# Problem description
Go through the listing and pick out each line with the word "wooden" in it.

# Record excerpts
= = = = =
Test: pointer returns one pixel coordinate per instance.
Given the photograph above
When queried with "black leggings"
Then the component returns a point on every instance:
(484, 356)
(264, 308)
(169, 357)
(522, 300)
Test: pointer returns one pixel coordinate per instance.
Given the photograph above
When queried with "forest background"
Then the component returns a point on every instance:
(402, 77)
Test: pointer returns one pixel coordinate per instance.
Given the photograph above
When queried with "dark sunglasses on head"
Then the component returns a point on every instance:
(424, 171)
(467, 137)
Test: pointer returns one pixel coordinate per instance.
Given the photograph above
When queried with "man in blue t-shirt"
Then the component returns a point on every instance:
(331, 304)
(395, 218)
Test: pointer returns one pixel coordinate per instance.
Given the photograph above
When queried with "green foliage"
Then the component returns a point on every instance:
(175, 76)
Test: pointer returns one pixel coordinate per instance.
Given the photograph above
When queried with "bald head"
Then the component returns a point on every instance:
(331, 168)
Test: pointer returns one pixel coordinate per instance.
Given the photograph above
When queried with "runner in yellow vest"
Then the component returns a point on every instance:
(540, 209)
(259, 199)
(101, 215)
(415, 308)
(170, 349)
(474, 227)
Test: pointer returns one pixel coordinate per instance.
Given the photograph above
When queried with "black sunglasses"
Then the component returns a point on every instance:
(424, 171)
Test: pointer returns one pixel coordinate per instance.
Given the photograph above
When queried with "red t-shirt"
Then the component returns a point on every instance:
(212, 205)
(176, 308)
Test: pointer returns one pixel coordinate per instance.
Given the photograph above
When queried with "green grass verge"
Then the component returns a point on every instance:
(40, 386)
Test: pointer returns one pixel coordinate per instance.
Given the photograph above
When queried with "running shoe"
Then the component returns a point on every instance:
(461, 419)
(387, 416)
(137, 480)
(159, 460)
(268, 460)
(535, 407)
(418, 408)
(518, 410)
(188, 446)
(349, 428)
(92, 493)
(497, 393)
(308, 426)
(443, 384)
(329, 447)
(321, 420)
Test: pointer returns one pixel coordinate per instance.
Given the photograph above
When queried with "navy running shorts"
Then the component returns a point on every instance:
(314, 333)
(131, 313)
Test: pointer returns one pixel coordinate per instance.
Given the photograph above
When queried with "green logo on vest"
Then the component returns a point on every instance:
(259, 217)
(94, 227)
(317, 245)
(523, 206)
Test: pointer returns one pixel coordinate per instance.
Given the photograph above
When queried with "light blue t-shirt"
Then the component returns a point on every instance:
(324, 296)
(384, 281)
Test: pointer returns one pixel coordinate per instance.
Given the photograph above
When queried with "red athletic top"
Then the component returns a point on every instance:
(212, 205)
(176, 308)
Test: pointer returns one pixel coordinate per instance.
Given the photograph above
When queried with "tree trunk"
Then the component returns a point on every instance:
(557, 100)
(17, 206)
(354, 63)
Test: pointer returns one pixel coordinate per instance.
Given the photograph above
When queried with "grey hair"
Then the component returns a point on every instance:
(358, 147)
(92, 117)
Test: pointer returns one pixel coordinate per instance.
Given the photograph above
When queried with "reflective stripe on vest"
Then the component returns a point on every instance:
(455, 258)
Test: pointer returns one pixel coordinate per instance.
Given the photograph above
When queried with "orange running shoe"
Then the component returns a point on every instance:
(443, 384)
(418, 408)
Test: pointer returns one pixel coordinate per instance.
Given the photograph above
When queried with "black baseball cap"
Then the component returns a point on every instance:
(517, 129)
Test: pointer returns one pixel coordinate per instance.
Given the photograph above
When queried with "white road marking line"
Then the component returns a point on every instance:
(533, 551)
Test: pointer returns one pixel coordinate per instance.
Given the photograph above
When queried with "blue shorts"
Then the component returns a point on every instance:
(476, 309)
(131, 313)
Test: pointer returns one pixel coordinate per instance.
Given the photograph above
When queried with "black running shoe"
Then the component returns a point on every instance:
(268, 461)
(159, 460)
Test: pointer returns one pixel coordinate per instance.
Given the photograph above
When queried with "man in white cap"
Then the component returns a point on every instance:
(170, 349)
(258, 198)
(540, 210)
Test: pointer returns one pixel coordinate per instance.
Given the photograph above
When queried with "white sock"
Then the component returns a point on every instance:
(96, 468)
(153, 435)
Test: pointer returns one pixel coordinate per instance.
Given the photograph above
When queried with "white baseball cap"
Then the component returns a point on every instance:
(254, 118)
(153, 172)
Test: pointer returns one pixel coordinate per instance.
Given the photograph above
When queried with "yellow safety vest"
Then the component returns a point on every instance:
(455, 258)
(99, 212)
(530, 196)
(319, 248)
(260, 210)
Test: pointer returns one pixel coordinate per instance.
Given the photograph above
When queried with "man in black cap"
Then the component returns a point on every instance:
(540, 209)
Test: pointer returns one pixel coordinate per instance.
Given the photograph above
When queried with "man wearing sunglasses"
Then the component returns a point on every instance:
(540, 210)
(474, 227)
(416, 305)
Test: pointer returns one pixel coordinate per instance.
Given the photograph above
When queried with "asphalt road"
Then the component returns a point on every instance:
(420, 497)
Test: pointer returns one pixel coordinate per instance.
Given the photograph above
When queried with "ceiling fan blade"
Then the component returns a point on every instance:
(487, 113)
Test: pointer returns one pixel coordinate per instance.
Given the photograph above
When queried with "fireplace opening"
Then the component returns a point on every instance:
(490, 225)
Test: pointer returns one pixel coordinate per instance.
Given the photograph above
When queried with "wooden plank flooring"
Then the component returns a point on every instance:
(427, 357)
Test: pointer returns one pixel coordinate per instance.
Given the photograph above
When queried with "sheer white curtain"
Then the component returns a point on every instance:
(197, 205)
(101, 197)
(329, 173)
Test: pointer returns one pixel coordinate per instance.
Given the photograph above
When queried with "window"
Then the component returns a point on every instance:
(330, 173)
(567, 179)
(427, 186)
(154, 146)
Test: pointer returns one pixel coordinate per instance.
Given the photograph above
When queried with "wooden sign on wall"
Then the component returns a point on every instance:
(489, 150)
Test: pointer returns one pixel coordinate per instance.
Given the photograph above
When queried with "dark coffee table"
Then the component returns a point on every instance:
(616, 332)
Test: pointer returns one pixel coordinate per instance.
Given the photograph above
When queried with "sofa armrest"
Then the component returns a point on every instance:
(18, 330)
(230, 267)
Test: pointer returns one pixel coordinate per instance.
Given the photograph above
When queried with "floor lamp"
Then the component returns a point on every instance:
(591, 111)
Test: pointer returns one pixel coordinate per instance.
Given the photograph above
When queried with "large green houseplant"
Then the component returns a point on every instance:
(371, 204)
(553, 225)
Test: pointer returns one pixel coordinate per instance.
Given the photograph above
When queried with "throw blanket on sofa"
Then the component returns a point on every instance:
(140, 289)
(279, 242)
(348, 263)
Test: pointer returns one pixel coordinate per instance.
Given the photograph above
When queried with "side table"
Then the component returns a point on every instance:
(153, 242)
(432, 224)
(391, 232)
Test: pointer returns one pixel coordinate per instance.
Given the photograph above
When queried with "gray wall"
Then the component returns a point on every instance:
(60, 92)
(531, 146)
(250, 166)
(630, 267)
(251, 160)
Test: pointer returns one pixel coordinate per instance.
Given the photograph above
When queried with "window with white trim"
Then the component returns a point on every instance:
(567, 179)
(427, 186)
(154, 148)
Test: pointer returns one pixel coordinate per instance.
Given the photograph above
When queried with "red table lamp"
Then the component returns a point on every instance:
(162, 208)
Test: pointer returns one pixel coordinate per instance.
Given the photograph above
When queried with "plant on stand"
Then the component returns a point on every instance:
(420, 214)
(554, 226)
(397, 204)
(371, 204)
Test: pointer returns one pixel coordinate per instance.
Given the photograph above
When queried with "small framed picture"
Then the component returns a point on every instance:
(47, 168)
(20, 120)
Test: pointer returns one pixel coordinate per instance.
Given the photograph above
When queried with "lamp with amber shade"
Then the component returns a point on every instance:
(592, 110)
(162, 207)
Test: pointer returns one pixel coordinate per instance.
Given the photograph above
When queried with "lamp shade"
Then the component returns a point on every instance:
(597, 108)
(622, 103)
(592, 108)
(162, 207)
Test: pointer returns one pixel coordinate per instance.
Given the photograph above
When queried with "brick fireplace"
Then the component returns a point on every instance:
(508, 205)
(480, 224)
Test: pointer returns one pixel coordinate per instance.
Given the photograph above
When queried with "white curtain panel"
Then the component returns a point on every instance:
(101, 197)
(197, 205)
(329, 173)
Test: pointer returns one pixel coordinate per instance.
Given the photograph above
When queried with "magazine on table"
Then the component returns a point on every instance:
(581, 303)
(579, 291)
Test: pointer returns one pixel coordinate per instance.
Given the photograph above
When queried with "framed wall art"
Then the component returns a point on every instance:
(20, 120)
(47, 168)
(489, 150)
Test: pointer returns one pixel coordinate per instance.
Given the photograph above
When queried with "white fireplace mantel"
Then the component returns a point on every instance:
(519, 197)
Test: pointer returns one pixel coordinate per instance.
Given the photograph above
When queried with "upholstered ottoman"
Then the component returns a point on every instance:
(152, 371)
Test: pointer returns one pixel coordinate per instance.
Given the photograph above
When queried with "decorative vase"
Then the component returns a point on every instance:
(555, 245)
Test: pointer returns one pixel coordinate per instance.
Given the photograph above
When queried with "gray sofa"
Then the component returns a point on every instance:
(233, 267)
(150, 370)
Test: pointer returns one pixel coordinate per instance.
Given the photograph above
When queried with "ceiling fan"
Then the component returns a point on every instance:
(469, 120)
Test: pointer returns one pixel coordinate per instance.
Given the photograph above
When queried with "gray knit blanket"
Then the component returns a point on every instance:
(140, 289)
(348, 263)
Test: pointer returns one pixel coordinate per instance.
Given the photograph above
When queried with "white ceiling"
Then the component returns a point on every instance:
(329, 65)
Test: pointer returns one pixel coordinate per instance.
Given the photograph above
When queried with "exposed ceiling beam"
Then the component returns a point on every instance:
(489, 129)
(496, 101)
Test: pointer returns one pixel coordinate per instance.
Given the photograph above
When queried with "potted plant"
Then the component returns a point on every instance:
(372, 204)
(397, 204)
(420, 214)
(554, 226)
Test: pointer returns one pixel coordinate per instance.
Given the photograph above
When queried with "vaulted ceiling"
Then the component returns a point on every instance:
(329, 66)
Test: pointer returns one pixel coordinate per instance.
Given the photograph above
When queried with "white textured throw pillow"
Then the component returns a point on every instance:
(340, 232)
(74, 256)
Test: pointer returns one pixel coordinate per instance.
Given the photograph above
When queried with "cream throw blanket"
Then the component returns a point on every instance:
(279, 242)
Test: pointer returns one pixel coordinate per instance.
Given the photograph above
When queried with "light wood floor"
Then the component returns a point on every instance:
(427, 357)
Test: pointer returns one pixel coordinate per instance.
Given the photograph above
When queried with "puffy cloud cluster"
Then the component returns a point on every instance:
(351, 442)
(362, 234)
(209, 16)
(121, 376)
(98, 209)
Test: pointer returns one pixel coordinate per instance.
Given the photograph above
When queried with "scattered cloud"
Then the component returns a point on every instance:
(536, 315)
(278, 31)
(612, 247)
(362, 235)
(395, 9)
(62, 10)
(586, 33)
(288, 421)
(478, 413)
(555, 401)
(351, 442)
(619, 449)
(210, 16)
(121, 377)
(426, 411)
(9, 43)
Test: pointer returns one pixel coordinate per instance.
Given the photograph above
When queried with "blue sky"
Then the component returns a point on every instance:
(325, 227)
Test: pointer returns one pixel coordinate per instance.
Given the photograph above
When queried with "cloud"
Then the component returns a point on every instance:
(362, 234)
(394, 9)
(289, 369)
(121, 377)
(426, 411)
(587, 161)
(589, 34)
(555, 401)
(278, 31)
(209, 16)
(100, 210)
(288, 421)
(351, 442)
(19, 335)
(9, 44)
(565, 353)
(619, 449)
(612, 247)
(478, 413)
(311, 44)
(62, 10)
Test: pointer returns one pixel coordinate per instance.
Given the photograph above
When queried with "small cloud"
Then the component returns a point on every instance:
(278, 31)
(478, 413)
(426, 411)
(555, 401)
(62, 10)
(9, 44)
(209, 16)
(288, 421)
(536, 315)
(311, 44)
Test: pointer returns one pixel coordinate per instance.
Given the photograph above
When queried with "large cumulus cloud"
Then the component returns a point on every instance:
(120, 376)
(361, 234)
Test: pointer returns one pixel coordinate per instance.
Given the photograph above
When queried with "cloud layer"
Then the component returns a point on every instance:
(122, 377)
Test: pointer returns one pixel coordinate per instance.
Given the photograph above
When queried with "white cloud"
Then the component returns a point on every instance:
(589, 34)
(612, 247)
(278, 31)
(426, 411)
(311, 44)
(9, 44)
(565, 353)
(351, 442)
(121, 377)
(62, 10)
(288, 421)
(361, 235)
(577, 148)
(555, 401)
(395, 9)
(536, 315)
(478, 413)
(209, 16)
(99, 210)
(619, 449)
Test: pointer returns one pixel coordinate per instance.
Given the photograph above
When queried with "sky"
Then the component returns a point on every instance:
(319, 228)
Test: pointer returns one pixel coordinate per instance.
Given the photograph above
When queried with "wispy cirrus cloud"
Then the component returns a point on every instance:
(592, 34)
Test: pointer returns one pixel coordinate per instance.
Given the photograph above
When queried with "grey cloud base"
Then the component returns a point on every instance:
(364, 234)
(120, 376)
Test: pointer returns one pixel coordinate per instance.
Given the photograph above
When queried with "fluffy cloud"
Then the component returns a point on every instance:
= = = = =
# Result
When queried with "wooden plank flooring"
When queried with "wooden sign on wall"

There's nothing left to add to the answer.